**Exercises:**
- 1) Transcribe the passage from the review of Oates's book on stability, starting at "In addition to" and ending at "us to grace.".
- 2) Write the next part of the review of Oates's book on stability, picking up after its final sentence.

**Document extract:**
Oates devotes a chapter each to different areas of life that can benefit from stability: God, self, others, and our current geographical place. In every chapter, there are ideas offered for developing practices that can help us grow roots where we are, and most of them are deceptively simple. In the chapter “Stability and God,” Oates advises us to note how we pray, to reframe the prayer “God, please be with me,” to “God, please help me to be with you,” and the difference is that the first prayer subtly reinforces the idea that God is not there, but in fact, Oates writes, God is always there, right where you are (36). Oates continues with this as his basis for the believer not having to go somewhere else to “find God.” He’s right here, Oates would say, and he will continue to remind the reader of that wonderful fact through the rest of the book.
In addition to his observations about the benefits of staying in one place for the believer and their community, Oates also gives us a peek inside his three-week long retreat at a Benedictine monastery in Italy. His diary of his time there is interspersed throughout the chapters, and his interactions with the monks and the nuns that he visits along the way provide a lively point of reference for his own theories about the virtue of stability. In so many corners of the church, rules and vows are immediately perceived as a form of legalism, or works of righteousness. As I read of Oates’s struggle with his own inability to pray, his distracting hunger, and his feelings of tiredness and loneliness, I did not see the glaring inability of rules to reform; rather I saw a tangible illustration of Paul’s admonition that it is the law that leads us to grace.

**Raw data:**
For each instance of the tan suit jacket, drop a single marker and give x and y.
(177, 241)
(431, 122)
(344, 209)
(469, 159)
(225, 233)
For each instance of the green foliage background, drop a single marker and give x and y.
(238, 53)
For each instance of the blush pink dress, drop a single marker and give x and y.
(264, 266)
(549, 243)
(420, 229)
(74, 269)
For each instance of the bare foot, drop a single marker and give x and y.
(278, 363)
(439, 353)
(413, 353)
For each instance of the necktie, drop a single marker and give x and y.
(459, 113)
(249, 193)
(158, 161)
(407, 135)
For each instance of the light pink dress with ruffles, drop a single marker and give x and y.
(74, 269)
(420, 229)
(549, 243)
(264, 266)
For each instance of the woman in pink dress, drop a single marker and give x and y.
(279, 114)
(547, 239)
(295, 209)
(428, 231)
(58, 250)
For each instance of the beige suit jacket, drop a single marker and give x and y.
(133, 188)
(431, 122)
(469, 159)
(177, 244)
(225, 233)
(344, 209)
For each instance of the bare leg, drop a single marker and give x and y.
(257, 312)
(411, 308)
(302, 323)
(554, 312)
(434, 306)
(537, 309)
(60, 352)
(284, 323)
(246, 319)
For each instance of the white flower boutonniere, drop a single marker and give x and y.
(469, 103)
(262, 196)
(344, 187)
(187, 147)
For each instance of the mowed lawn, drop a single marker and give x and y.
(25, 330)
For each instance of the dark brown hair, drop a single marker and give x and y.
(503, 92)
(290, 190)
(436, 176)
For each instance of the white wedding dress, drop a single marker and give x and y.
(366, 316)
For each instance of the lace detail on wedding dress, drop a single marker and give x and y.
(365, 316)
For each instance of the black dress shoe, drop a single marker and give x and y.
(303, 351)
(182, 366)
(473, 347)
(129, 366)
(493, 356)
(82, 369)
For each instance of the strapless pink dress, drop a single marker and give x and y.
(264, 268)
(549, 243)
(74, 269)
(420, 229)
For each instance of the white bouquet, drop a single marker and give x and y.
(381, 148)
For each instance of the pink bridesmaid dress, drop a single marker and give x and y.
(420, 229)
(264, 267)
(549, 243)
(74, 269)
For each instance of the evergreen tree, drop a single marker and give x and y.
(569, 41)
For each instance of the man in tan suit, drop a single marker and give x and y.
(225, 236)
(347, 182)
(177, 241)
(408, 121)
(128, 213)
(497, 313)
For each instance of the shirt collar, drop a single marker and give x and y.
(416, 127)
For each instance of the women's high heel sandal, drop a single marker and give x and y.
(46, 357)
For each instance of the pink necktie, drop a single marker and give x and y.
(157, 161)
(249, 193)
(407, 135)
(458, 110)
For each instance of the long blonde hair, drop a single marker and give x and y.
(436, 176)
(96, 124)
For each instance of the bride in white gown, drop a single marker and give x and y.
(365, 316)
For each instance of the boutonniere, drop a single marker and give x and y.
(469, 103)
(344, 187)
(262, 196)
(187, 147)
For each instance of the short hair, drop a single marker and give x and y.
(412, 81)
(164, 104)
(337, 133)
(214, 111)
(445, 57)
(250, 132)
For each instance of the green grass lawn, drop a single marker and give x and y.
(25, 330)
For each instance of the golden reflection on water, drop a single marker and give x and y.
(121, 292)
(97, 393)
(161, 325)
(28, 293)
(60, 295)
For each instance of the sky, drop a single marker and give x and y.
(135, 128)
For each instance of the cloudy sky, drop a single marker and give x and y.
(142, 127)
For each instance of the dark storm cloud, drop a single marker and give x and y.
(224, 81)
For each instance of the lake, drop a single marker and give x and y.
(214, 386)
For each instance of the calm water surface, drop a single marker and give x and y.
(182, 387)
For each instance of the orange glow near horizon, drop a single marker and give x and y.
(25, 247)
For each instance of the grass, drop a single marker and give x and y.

**Answers by item number:**
- 1)
In addition to his observations about the benefits of staying in one place for the believer and their community, Oates also gives us a peek inside his three-week long retreat at a Benedictine monastery in Italy. His diary of his time there is interspersed throughout the chapters, and his interactions with the monks and the nuns that he visits along the way provide a lively point of reference for his own theories about the virtue of stability. In so many corners of the church, rules and vows are immediately perceived as a form of legalism, or works of righteousness. As I read of Oates’s struggle with his own inability to pray, his distracting hunger, and his feelings of tiredness and loneliness, I did not see the glaring inability of rules to reform; rather I saw a tangible illustration of Paul’s admonition that it is the law that leads us to grace.

- 2)
Repetition and struggle are unglamourous and sometimes boring, but also the most effective ways that we learn new things, both in the life of the mind and the life of the spirit.
Oates completes his book with the acknowledgement that sometimes we are called to leave a place and community. He gives a brief but insightful overview of the discernment process and how to come to a decision with the use of the perception of the Holy Spirit, your community, the Bible, and reason, as a means of determining your decision. Oates also briefly acknowledges that being committed to a person or community or church is in no way indicated if there is abuse of any kind occurring. However, I do wish he would have added an additional chapter with more about that kind of conflict and how it affects the Church’s stability as much as the ‘gyrovagues.’ Also, in some cases, we want to stay, but have no ability to, due to work or family conflicts, or financial concerns. I would appreciate Oates’s opinion about how to continue to dwell in the stability of God, even if our circumstances force us to keep moving. But I must admit, when I consider these conflicts to a person’s stability, I come back to the thing that Oates repeats throughout his book: God is here. Wherever you are, God is too. For this persistent thought that now seems foremost in my mind after reading Stability, I am deeply grateful.
Julie Sumner
Julie Sumner is a writer who has worked as a critical care nurse, transplant coordinator, and massage therapist. She recently completed her MFA at Seattle Pacific University. Her work has appeared in Fathom, The Cresset, Juxtaprose, San Pedro River Review, Catalpa Magazine, and The Behemoth.